SET PROBLEM A -
Please lay out the entries in the stretch from the line containing "Where can the outstretched" through the line containing "x=284, y=242" as a numbered list, leaving out blank lines.

PASSAGE TO READ -
%%
From the disagreeable experience I have had of the servants of this country, I should advise travellers to bring with them all the servants they may require, even to a groom, either Maltese, or what is better still, Egyptians. Their ignorance of the roads is of little consequence, as few of the Benghazi people are acquainted with them; for guides it is better to trust the

camel-drivers by doing so the travellers will have servants who know their duty, and who, having no private interests to serve in the country, fear not to displease the people; Mohammed, serving his own, utterly neglected my interests. Egyptian servants would not be more expensive than Benghazini, and they have none of that overweening Moslem pride, which makes the latter regard a Christian as something infinitely beneath them.
%%
SET PROBLEM B -
Repeat the whole passage about hiring servants in Benghazi word for word.

(Entries for pointing and labeling)
%%
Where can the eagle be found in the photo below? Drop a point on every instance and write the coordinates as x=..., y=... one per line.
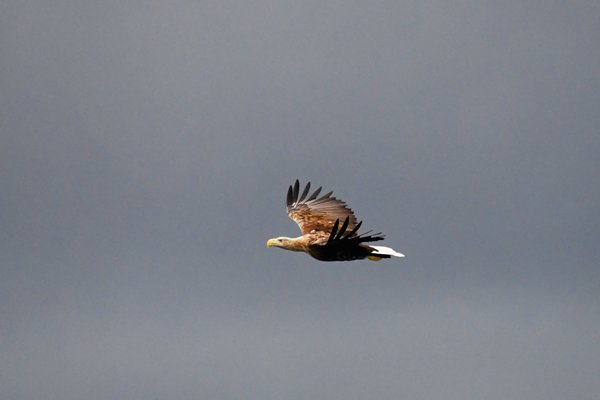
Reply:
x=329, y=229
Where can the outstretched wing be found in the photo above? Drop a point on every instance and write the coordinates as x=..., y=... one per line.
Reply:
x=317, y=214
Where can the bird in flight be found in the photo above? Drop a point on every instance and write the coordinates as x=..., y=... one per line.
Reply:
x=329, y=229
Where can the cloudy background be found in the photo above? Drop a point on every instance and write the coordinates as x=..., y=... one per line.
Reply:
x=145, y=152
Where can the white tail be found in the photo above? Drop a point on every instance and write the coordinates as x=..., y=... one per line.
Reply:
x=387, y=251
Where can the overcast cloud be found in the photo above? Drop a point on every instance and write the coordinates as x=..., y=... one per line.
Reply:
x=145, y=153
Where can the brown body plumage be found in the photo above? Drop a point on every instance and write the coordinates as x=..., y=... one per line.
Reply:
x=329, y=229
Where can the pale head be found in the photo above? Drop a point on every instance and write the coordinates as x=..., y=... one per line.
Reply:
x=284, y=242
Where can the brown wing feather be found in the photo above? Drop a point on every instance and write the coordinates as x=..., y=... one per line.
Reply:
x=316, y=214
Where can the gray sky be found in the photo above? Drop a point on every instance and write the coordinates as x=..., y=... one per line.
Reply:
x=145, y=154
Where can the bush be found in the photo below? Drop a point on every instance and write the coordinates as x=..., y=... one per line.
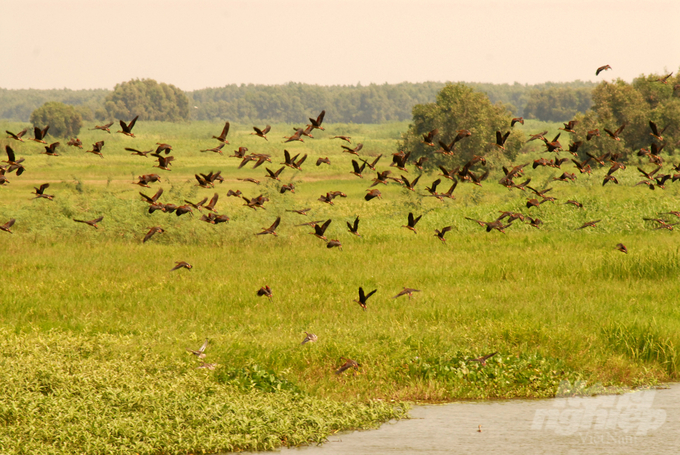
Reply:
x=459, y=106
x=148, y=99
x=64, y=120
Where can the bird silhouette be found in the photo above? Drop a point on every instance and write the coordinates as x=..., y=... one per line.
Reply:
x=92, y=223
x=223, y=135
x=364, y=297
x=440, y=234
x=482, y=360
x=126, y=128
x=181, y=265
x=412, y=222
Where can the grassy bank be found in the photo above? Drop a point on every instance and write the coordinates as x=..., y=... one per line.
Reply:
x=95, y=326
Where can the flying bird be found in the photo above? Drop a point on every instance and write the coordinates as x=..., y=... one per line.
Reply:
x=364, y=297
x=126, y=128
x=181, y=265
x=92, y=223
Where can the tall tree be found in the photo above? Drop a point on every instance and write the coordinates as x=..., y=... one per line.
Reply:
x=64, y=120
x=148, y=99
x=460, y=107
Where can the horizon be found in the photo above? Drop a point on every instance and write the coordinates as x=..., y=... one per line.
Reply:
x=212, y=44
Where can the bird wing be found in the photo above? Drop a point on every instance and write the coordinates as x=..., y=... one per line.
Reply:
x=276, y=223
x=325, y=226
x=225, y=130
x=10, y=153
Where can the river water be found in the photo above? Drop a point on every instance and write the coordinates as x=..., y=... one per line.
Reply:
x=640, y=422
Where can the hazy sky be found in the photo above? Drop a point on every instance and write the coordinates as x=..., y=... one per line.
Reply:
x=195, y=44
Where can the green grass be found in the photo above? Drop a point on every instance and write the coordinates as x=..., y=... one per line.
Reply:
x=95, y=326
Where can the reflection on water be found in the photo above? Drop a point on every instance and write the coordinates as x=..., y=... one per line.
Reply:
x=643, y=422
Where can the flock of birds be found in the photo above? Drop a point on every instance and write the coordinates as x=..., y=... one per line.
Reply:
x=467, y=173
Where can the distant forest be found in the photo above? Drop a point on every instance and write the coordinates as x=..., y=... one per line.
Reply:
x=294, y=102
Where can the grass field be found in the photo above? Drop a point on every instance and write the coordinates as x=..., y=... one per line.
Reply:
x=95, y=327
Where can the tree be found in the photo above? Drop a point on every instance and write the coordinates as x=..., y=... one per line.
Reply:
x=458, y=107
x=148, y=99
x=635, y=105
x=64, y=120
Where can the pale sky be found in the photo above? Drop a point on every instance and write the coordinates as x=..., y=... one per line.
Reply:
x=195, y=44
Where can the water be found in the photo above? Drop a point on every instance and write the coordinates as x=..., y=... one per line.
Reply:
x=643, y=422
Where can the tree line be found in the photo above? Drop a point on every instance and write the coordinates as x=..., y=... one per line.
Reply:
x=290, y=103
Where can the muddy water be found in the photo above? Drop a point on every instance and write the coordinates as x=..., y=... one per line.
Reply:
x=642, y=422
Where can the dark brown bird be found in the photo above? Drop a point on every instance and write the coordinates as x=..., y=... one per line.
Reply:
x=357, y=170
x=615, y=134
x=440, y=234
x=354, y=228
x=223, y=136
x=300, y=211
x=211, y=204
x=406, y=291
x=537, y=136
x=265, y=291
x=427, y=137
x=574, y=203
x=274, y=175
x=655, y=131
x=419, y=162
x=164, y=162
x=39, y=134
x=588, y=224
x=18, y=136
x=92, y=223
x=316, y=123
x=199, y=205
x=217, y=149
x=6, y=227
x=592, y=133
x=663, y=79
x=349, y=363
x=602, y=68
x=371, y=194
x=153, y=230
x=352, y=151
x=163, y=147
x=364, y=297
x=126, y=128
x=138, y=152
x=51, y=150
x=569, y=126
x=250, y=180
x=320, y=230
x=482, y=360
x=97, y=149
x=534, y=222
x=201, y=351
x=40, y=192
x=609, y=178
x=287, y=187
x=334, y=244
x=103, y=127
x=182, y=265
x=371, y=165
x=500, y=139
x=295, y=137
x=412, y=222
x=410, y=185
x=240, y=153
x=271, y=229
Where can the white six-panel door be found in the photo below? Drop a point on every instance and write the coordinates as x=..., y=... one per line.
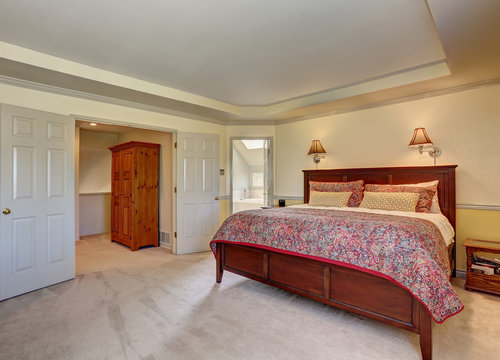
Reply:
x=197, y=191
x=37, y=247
%%
WRITTEN ANSWER A -
1. Where can the outstretched wing be found in the photo above? Drop a point on every instance and write the coordinates as x=..., y=... one per line.
2. Reply:
3. x=317, y=214
4. Where can the bird in flight be found in the photo above? Drop a point on every instance and write the coordinates as x=..., y=... one per line.
5. Reply:
6. x=329, y=229
7. Where can the cloudy background be found in the photo above? Drop a point on every instance and write the coordinates as x=..., y=... one per line.
8. Reply:
9. x=145, y=152
10. Where can the white tail be found in the photo above? Drop a point on every instance and write the coordinates as x=..., y=... one per line.
11. Reply:
12. x=387, y=251
13. Where can the overcast cloud be found in the photo above? Drop a point on every instance and write the coordinates as x=..., y=... one per line.
14. Reply:
15. x=145, y=153
16. Where can the brown body plumage be found in the photo above? Drop a point on every instance and write the coordinates as x=..., y=... one per line.
17. Reply:
18. x=329, y=229
19. Where can the pale head be found in the photo above? Drop a point on every instance and write the coordinates as x=..., y=... one per line.
20. Reply:
21. x=284, y=242

WRITTEN ANSWER B -
From the disagreeable experience I have had of the servants of this country, I should advise travellers to bring with them all the servants they may require, even to a groom, either Maltese, or what is better still, Egyptians. Their ignorance of the roads is of little consequence, as few of the Benghazi people are acquainted with them; for guides it is better to trust the

camel-drivers by doing so the travellers will have servants who know their duty, and who, having no private interests to serve in the country, fear not to displease the people; Mohammed, serving his own, utterly neglected my interests. Egyptian servants would not be more expensive than Benghazini, and they have none of that overweening Moslem pride, which makes the latter regard a Christian as something infinitely beneath them.